* WORK TO BE COMPLETED
Look below for the line that has "Query: gray hair". Set down the lines from there through the line that has "[indicate] blue polo", exactly as written.

* INFORMATION
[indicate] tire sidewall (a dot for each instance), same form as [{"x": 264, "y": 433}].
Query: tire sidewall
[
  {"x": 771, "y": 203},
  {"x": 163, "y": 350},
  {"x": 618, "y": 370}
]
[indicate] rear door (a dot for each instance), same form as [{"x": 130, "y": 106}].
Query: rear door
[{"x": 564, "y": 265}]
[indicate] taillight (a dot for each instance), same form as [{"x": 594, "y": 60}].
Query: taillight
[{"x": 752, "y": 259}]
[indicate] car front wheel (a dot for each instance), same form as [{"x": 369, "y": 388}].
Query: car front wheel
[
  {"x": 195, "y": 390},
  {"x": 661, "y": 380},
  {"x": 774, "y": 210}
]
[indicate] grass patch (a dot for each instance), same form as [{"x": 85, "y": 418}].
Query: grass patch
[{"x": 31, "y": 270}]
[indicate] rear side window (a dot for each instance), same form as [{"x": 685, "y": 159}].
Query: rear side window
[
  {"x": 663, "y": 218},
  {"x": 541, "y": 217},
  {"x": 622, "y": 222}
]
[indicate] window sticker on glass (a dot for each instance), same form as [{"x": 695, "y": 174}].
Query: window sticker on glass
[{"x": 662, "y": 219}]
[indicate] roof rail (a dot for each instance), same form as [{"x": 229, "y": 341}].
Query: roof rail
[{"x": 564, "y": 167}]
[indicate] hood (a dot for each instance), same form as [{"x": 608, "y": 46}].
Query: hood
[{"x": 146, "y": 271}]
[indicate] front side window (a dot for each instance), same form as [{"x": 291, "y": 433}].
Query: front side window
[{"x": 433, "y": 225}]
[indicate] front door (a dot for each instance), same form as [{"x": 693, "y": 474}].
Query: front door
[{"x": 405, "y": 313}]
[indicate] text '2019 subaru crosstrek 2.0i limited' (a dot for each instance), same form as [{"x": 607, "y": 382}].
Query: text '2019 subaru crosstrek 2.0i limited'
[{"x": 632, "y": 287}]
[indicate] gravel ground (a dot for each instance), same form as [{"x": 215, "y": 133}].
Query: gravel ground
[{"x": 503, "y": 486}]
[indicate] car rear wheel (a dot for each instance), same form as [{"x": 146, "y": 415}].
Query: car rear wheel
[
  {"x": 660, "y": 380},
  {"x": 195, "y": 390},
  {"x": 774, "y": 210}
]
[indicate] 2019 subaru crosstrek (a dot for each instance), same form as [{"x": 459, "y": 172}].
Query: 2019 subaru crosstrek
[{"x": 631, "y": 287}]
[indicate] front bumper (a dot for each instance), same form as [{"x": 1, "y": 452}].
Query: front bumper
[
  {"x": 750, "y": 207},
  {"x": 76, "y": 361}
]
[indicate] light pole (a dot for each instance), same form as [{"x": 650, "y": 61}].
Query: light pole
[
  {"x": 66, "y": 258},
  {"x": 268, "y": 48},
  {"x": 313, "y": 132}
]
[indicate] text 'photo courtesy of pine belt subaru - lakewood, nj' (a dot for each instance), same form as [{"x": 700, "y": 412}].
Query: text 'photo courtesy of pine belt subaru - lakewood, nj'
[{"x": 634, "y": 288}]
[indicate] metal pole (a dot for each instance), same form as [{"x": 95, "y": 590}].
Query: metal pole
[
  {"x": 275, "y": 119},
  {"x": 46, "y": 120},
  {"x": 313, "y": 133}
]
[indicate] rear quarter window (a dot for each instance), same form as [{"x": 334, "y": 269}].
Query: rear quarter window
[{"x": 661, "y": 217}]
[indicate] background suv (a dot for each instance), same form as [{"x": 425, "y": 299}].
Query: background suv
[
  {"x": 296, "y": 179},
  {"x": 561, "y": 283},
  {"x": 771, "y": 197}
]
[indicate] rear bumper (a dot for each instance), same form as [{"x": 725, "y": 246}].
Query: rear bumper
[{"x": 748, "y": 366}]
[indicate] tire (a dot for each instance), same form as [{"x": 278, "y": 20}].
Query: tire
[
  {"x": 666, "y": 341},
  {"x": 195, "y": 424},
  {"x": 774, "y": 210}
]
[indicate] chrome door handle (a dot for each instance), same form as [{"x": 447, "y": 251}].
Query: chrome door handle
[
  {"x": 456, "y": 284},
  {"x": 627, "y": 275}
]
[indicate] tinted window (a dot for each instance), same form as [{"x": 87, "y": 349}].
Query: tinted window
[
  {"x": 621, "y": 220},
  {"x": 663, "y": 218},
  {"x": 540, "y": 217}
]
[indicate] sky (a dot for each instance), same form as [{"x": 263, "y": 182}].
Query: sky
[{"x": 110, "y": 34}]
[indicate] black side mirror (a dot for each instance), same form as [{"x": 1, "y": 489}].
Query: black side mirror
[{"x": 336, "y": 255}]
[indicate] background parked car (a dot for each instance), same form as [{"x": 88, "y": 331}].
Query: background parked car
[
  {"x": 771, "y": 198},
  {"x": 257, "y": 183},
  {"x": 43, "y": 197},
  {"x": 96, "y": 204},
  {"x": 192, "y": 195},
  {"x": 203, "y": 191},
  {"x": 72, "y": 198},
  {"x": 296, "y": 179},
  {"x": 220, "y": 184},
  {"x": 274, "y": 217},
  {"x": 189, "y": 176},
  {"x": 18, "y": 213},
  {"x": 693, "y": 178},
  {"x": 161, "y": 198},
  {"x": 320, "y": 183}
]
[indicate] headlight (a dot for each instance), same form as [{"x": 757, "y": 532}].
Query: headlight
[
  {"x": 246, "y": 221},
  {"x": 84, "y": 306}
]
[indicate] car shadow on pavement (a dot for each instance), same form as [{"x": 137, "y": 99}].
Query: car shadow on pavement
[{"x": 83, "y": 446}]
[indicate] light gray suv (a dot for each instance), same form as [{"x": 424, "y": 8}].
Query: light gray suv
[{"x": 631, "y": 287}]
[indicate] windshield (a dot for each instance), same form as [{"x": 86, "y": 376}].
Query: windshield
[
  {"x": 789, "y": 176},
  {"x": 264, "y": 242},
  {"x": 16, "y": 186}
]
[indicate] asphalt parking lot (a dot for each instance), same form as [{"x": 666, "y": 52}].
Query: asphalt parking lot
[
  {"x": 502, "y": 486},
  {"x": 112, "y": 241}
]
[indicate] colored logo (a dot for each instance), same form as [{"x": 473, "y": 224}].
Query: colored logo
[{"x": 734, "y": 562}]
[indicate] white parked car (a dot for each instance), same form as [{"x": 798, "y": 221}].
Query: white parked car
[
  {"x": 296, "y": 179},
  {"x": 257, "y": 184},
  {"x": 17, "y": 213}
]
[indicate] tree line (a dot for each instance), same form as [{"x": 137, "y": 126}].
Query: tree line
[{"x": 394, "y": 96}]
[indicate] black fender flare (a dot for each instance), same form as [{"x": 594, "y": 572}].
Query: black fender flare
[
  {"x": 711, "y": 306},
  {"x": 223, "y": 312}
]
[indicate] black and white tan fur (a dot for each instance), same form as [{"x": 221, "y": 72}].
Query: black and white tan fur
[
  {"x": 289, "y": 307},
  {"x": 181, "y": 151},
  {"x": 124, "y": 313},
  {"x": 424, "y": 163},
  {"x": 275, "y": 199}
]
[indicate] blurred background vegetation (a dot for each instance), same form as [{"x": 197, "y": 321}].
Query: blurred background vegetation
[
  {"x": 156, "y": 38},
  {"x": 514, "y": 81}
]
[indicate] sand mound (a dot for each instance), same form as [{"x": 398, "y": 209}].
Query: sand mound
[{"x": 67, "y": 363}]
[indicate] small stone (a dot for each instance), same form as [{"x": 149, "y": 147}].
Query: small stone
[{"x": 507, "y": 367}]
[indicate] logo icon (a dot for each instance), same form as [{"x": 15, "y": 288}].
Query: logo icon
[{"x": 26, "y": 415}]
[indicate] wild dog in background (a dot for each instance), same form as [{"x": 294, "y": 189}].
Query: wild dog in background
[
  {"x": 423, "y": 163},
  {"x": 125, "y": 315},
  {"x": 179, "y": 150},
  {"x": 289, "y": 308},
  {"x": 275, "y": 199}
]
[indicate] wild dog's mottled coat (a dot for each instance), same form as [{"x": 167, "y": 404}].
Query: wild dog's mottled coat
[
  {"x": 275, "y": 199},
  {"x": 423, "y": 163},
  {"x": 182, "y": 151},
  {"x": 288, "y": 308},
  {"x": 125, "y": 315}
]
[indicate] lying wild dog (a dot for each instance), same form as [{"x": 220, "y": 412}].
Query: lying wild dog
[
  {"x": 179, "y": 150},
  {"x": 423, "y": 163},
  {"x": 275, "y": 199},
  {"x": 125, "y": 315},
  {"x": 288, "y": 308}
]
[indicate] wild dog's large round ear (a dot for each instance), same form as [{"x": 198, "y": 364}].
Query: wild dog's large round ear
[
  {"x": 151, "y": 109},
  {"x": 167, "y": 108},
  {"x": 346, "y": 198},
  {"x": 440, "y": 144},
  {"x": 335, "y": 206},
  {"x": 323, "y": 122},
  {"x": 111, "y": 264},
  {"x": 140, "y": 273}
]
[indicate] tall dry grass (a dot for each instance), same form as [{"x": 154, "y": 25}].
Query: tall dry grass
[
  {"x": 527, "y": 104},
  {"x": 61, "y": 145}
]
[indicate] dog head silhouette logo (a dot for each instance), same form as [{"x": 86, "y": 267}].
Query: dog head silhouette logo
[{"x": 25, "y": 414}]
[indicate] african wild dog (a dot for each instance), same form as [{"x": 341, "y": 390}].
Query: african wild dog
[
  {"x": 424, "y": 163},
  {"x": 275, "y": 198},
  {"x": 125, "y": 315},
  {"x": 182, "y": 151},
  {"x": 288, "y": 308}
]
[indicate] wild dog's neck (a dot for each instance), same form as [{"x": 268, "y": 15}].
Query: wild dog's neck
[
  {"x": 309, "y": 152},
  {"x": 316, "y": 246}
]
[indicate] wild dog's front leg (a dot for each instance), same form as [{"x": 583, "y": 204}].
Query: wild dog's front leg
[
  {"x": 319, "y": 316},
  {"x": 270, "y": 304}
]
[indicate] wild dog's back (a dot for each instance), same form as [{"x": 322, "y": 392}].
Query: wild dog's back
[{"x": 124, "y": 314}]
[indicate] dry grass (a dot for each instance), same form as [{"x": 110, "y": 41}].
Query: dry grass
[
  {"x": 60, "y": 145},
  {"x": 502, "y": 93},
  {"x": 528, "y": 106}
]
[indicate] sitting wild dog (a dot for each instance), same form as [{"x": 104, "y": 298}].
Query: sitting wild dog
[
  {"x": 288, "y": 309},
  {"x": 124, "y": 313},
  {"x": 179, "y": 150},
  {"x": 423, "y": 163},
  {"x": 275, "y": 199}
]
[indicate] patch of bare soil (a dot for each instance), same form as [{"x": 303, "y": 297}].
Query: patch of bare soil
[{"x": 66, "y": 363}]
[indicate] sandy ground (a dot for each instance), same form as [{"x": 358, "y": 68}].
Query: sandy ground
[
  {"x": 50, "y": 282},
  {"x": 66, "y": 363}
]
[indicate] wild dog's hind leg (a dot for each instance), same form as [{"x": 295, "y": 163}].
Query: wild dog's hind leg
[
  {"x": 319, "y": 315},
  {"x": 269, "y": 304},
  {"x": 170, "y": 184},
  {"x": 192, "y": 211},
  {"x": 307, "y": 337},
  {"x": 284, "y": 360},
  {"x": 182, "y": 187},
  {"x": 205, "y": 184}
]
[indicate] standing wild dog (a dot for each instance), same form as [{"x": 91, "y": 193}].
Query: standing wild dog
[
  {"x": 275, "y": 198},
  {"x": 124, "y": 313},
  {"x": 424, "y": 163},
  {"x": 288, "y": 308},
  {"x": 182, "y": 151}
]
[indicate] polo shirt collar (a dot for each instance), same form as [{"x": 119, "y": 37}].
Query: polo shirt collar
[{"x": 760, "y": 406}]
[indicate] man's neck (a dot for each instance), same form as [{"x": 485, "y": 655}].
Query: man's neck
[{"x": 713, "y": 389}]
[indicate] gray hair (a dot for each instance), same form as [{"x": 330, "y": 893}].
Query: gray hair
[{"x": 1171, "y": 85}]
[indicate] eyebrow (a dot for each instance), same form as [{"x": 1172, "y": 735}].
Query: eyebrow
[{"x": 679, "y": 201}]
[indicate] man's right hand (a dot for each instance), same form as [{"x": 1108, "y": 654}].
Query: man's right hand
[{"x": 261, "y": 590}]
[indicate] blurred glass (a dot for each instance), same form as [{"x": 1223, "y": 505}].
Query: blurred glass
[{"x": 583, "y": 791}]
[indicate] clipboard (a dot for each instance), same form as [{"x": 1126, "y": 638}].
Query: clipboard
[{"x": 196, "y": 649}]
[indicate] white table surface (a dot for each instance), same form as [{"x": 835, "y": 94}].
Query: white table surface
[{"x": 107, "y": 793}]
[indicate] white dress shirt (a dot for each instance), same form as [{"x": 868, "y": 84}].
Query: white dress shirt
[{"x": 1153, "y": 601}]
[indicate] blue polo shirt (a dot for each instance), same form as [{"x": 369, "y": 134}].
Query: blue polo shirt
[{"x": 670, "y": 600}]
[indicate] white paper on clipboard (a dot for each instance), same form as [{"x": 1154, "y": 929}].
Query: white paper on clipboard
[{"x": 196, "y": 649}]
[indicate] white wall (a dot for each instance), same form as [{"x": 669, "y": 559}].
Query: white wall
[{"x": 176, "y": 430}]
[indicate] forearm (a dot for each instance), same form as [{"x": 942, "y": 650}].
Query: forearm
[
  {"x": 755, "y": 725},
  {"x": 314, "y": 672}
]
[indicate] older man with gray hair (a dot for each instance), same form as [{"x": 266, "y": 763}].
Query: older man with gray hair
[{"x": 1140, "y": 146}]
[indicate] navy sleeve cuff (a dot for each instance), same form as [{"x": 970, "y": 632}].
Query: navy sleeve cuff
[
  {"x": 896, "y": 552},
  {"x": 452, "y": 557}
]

* SOLUTION
Query: gray hair
[{"x": 1171, "y": 85}]
[indicate] eyebrow (a dot for each instance), same form as [{"x": 1172, "y": 735}].
Query: eyebrow
[{"x": 679, "y": 201}]
[indicate] man's right hand (a dot for each instance), same form as [{"x": 1108, "y": 654}].
Query: man's right hand
[{"x": 261, "y": 590}]
[indicate] blurred glass (a dot for each instance), same form as [{"x": 1223, "y": 505}].
Query: blurred glass
[{"x": 583, "y": 791}]
[indicate] clipboard (a dot for each instance), same form as [{"x": 1126, "y": 638}].
Query: clipboard
[{"x": 196, "y": 649}]
[indicate] white table surface (a dot for each instance), same form as [{"x": 835, "y": 94}].
Query: white table surface
[{"x": 107, "y": 793}]
[indicate] white dress shirt (a dot for each instance), same form as [{"x": 868, "y": 84}].
Query: white dress shirt
[{"x": 1153, "y": 601}]
[indicate] blue polo shirt (a dot for each instance), same form as [{"x": 369, "y": 134}].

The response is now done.